>> start Quoted passage

GOG Launches FCKDRM To Promote DRM-Free Art and Media (torrentfreak.com)
An anonymous reader shares a report: GOG, the digital distribution platform for DRM-free video games and video, has launched a new initiative designed to promote content without embedded DRM. The platform aims to promote GOG and other companies with a similar ethos, including those offering DRM-free music, books, and video. "DRM-free approach in games has been at the heart of GOG.COM from day one. We strongly believe that if you buy a game, it should be yours, and you can play it the way it's convenient for you, and not how others want you to use it," GOG said in a statement. While Digital Rights Management is seen by many companies as necessary to prevent piracy, GOG believes that its restrictions are anti-consumer and run counter to freedoms that should exist alongside content ownership.
DRM is easily circumvented BS, harms legitimate users, and should be removed from the landscape.
aaaaaaa
Given the broad move towards content streaming, and Kindle Unlimited, I'm not hopeful that people will increasingly move towards ownership of what media they consume. Noone cares about DRM of Netflix streams because they accept that they can't do whatever they want with the stream. Steam now allows refunds, so if the DRM prevents the game from working, you can refund it. Legally it's the EULA and not the DRM that prevents you from owning your media, and that practice is a larger problem that doesn't seem to be going anywhere either.
Corruption is convincing someone that the selfless ideal is the same as their selfish ideal.
The value of a product is by definition what someone else is willing to pay for it. Not your asking price. Not even how valuable you consider it. I treasure the wedding ring of my grandmother and wouldn't sell it for millions, even though the average jeweler would probably only pay a few 100 bucks for it. And that is actually the price I could sell it for, not a dime more.
The argument many companies field for DRM is that without, their product becomes easy to copy and hence worthless because it can be multiplied at the whim of the one holding it. What they fail to understand is what they're competing with. They are competing with the product being offered for free. Not legally, true, but for free. You cannot compete with 'free' on price. Unless you'd be willing to pay people to take your product, something that has rarely been done in history, at least without the added requirement to actually use it and pay that way in some other fashion.

>> end Quoted passage

What to do =
**A.** Write out the part of the discussion of GOG's DRM-free initiative starting at "An anonymous reader" and ending at "from the landscape.".
**B.** According to the discussion of GOG's DRM-free initiative, the initiative aims to promote other companies that offer which kinds of DRM-free content? List every kind named.
**C.** Carry on the discussion of GOG's DRM-free initiative after its final sentence.

>> start Raw data

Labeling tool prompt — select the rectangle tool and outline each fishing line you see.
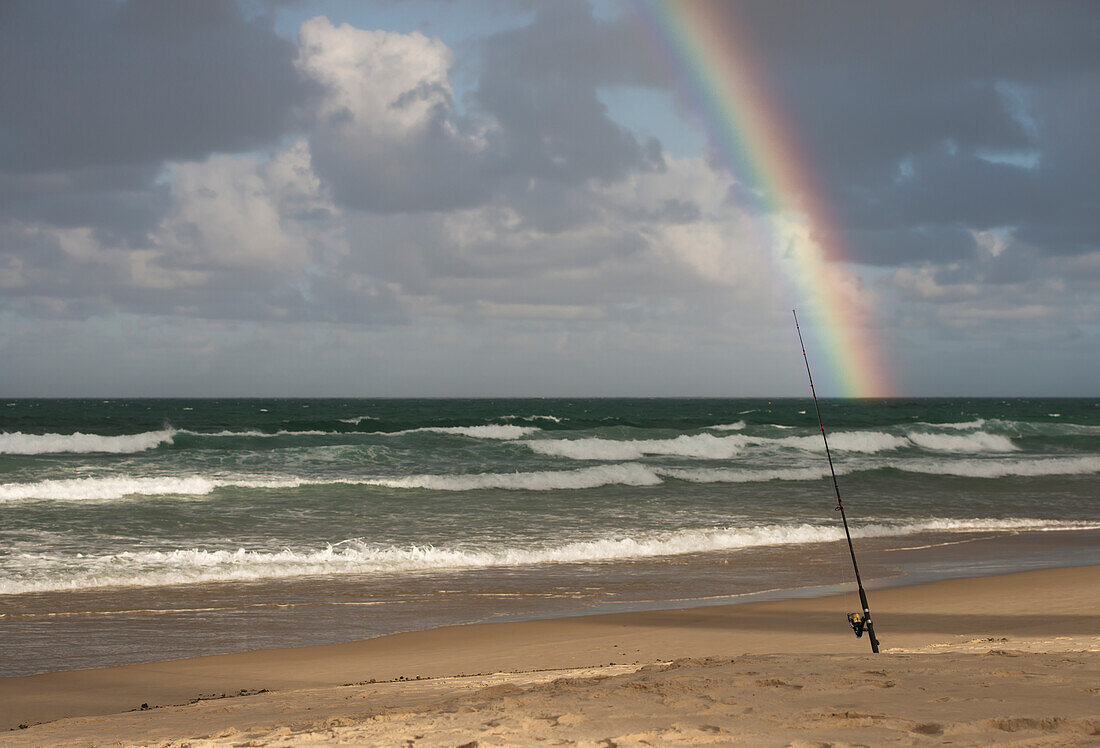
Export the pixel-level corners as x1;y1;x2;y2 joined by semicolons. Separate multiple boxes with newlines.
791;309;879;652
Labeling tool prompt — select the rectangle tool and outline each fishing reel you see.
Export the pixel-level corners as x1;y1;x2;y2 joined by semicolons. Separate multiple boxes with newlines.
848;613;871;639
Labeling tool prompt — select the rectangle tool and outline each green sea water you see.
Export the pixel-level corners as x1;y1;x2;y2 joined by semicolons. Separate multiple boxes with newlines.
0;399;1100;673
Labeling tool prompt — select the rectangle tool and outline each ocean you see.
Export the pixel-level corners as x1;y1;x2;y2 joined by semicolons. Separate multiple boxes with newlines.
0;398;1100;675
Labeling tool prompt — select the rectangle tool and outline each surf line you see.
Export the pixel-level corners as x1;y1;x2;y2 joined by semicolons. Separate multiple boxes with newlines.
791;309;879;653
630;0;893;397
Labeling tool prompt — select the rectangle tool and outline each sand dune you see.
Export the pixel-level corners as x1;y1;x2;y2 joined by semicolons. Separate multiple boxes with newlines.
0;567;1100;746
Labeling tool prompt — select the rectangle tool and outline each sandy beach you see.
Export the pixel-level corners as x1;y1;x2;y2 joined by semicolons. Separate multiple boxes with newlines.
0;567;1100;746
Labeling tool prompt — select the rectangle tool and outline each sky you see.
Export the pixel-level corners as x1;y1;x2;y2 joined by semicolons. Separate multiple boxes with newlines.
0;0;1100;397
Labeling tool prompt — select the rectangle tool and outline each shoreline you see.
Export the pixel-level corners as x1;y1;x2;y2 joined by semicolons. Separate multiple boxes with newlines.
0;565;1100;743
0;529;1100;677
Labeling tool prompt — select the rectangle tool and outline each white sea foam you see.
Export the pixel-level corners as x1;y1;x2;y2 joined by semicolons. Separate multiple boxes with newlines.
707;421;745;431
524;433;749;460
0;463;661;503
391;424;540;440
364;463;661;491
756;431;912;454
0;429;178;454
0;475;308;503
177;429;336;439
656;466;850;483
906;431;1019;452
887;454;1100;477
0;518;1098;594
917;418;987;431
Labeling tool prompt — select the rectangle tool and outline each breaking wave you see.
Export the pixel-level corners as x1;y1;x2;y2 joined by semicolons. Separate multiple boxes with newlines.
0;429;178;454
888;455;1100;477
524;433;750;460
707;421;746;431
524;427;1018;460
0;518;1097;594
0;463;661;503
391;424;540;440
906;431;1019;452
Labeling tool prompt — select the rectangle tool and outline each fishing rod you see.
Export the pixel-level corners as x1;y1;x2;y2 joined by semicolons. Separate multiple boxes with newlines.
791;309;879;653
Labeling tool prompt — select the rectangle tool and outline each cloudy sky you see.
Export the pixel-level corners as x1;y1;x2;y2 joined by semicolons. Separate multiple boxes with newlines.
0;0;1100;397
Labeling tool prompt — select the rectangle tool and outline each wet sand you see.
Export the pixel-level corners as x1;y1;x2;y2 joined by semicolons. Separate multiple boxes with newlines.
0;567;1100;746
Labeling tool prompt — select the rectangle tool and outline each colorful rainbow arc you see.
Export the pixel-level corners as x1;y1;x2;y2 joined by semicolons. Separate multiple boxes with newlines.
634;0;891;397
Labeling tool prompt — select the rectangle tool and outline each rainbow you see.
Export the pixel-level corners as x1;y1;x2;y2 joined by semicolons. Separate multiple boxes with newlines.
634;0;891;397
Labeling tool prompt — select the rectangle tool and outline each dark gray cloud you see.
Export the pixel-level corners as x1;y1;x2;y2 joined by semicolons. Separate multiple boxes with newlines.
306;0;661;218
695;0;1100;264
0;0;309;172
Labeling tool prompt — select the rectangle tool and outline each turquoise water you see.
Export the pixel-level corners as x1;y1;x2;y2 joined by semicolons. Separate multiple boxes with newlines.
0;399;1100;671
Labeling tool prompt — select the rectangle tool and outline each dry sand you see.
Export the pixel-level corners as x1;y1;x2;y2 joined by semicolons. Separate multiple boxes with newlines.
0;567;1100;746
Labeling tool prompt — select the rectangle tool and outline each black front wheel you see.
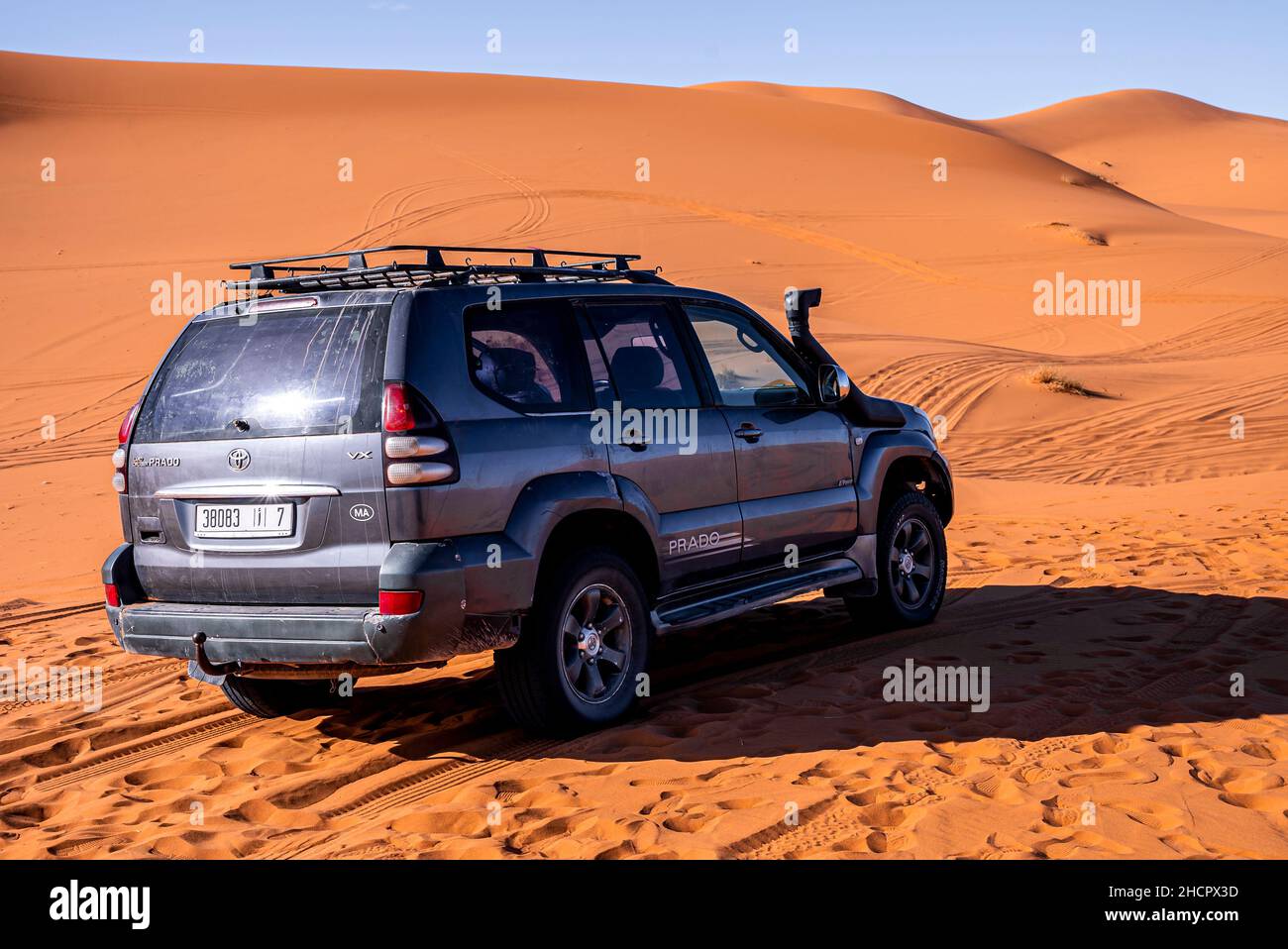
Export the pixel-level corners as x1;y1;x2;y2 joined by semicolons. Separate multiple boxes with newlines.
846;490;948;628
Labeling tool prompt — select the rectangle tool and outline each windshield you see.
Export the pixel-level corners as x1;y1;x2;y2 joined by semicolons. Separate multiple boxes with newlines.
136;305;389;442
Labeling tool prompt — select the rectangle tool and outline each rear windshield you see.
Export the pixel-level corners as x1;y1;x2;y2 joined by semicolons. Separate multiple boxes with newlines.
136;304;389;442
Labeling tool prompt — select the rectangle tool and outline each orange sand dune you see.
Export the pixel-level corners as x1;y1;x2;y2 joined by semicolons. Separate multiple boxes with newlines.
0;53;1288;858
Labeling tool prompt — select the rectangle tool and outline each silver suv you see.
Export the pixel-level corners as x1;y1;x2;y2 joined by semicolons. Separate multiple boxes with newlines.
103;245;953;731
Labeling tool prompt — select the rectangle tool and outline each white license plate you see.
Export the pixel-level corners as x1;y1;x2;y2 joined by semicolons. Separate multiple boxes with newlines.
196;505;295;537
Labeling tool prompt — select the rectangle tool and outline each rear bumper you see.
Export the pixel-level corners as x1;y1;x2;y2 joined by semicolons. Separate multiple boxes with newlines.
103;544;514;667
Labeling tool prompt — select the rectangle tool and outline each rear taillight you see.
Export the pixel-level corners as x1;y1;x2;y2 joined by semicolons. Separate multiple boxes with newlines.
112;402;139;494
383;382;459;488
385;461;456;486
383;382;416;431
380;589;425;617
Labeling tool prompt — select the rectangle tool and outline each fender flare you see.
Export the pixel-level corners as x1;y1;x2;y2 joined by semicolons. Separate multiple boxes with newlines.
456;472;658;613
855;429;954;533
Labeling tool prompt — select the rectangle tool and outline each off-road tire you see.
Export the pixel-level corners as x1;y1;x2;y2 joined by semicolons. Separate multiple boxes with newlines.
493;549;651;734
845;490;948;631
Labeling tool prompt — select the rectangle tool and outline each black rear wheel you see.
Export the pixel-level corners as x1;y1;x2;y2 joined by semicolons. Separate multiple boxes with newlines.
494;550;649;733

>> end Raw data

Responses to the exercise =
**A.**
An anonymous reader shares a report: GOG, the digital distribution platform for DRM-free video games and video, has launched a new initiative designed to promote content without embedded DRM. The platform aims to promote GOG and other companies with a similar ethos, including those offering DRM-free music, books, and video. "DRM-free approach in games has been at the heart of GOG.COM from day one. We strongly believe that if you buy a game, it should be yours, and you can play it the way it's convenient for you, and not how others want you to use it," GOG said in a statement. While Digital Rights Management is seen by many companies as necessary to prevent piracy, GOG believes that its restrictions are anti-consumer and run counter to freedoms that should exist alongside content ownership.
DRM is easily circumvented BS, harms legitimate users, and should be removed from the landscape.

**B.**
- Music
- Books
- Video

**C.**
What you can compete on is convenience and value. DRM now devalues your product, in the eyes of the customer. With DRM, I cannot easily transport it from my laptop to my desktop, I have to enter keys or insert some physical medium somewhere or, in its worst incarnation, I have to be online all the time and maybe can't even play sensibly the first few weeks after launch because the servers the DRM wants to connect to are overtaxed. These are all problems a cracked version does not have.
A cracked version of even the most fiendishly DRMified product can be used on any computer at any time by any person without jumping through any hoops. At worst it may even be that the buyer of a genuine copy cannot play because the DRM-Servers are not responding while someone who did not buy the game but instead got it from an illegal source can.
This is the main danger of DRM to your product. Because here is what happens: People talk with each other. User A who bought your product, and now cannot play, talks with User B who copied it, and who will show User A how to get a copy himself. User A doesn't even feel guilty because not only did he pay good money for a product he cannot use, he feels cheated by you and has exactly zero problem with a potentially existing conscience copying the game. He paid for it, so according to his moral attitude (and, frankly, probably almost everyone else's too) he has the right to use that game. This is how he learns that copying a game isn't that difficult.
Next time he omits the step that is of no value to him. I.e. buying the game that he then has to copy anyway to actually play it.
DRM damages your product in the eyes of the one paying for it, i.e. the one whose opinion about the value of a product actually matters. Whether you consider it more valuable with DRM is irrelevant.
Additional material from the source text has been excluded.